(Stored data entries)

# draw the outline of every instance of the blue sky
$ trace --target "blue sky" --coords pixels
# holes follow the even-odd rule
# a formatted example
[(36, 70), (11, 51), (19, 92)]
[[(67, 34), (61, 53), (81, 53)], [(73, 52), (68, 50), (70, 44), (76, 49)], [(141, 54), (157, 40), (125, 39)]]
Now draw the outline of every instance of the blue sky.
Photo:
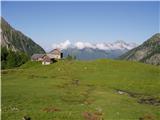
[(159, 32), (160, 2), (2, 2), (2, 16), (50, 49), (54, 43), (142, 43)]

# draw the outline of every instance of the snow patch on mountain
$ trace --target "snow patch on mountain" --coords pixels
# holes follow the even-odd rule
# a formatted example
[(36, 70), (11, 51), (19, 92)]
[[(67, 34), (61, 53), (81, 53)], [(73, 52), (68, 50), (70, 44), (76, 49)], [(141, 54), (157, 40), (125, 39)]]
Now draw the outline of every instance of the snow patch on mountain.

-- EXERCISE REQUIREMENTS --
Return every entry above line for line and character for character, but omit the pictures.

-- EXPECTED ANSWER --
# draw the outline of every instance of the blue sky
$ trace --target "blue sky" --coords pixels
# holes follow the even-odd rule
# a formatted example
[(36, 70), (11, 51), (19, 92)]
[[(67, 34), (61, 53), (81, 53)], [(73, 52), (68, 50), (70, 44), (76, 49)], [(141, 54), (157, 40), (125, 39)]]
Now draw the outline of every instance of the blue sky.
Photo:
[(159, 32), (160, 2), (2, 2), (2, 16), (50, 49), (54, 43), (142, 43)]

# draw the outline of every instance of the snow patch on mountain
$ trace --target "snow patch on mountain" --coords pixels
# holes follow the even-odd rule
# a formatted example
[(36, 70), (11, 51), (19, 92)]
[[(67, 34), (61, 53), (81, 53)], [(73, 52), (68, 50), (70, 44), (76, 49)], [(141, 54), (157, 40), (125, 39)]]
Now draw the outline of every instance of the snow patch on mountain.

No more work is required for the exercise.